== SELECTED TEXT ==

Daren, what do you think of this idea. If I hooked up a winch to my trailer, put a couple logs on the side to make a ramp and a couple shorter ramps inside the trailer, have some 2+s laying across the trailer to keep a gap to remove the cable and then just stayed away from the trailer as they rolled inside of it?


----------



## Daren

firefighteremt153 said:


> Daren, what do you think of this idea.


It's your trailer . Just be careful.


----------



## Daren

This little buggy is what I fetch one or 2 with. (95% of my logs are delivered) If I have a bunch I load up the skidsteer. For one or 2 in a yard this works good, it's an old propane tank hauler I found in the weeds and welded the lifting arch on.
A winch hooks on the tongue. The cable goes up over the arch (roller on the top of the arch) and hooks to the end of the log. The winch picks the end of the log up onto the back of the buggy. I unhook the cable and rehook it to just drag them straight on. There is a roller on the back of the buggy floor too to help them move. The cedars in the picture are 22"X10' (if I remember right)


----------



## dirtclod

Daren, I'm no expert. But please allow me to to expand on the parbuckling concept. 



> Quick definitions (*parbuckle*)
> 
> 
> (_n._) A double sling made of a single rope, for slinging a cask, gun, etc.
> (_n._) A kind of purchase for hoisting or lowering a cylindrical burden, as a cask. The middle of a long rope is made fast aloft, and both parts are looped around the object, which rests in the loops, and rolls in them as the ends are hauled up or payed out.

===
== LISTING ==

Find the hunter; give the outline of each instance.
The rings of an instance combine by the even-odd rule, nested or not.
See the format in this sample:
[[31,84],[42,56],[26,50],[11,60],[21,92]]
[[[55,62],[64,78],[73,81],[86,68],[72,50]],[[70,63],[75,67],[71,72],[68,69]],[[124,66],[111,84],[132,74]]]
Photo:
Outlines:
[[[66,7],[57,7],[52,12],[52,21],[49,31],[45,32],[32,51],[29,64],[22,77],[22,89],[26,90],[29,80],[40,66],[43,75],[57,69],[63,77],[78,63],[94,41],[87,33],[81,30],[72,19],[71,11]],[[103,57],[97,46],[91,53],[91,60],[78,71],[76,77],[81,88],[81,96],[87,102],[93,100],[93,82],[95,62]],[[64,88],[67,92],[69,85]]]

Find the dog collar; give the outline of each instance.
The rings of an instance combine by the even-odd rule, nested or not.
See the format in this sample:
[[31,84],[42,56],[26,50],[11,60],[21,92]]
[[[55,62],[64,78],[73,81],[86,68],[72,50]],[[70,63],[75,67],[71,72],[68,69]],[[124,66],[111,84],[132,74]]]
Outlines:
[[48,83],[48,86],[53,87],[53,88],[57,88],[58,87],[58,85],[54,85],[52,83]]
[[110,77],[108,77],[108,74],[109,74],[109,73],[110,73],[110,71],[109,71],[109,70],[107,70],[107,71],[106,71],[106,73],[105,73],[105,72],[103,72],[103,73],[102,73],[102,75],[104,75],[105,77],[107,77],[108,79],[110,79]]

===

Retype the forum thread about loading logs onto a trailer in full, word for word.

Daren, what do you think of this idea. If I hooked up a winch to my trailer, put a couple logs on the side to make a ramp and a couple shorter ramps inside the trailer, have some 2+s laying across the trailer to keep a gap to remove the cable and then just stayed away from the trailer as they rolled inside of it?


----------



## Daren

firefighteremt153 said:


> Daren, what do you think of this idea.


It's your trailer . Just be careful.


----------



## Daren

This little buggy is what I fetch one or 2 with. (95% of my logs are delivered) If I have a bunch I load up the skidsteer. For one or 2 in a yard this works good, it's an old propane tank hauler I found in the weeds and welded the lifting arch on.
A winch hooks on the tongue. The cable goes up over the arch (roller on the top of the arch) and hooks to the end of the log. The winch picks the end of the log up onto the back of the buggy. I unhook the cable and rehook it to just drag them straight on. There is a roller on the back of the buggy floor too to help them move. The cedars in the picture are 22"X10' (if I remember right)


----------



## dirtclod

Daren, I'm no expert. But please allow me to to expand on the parbuckling concept. 



> Quick definitions (*parbuckle*)
> 
> 
> (_n._) A double sling made of a single rope, for slinging a cask, gun, etc.
> (_n._) A kind of purchase for hoisting or lowering a cylindrical burden, as a cask. The middle of a long rope is made fast aloft, and both parts are looped around the object, which rests in the loops, and rolls in them as the ends are hauled up or payed out.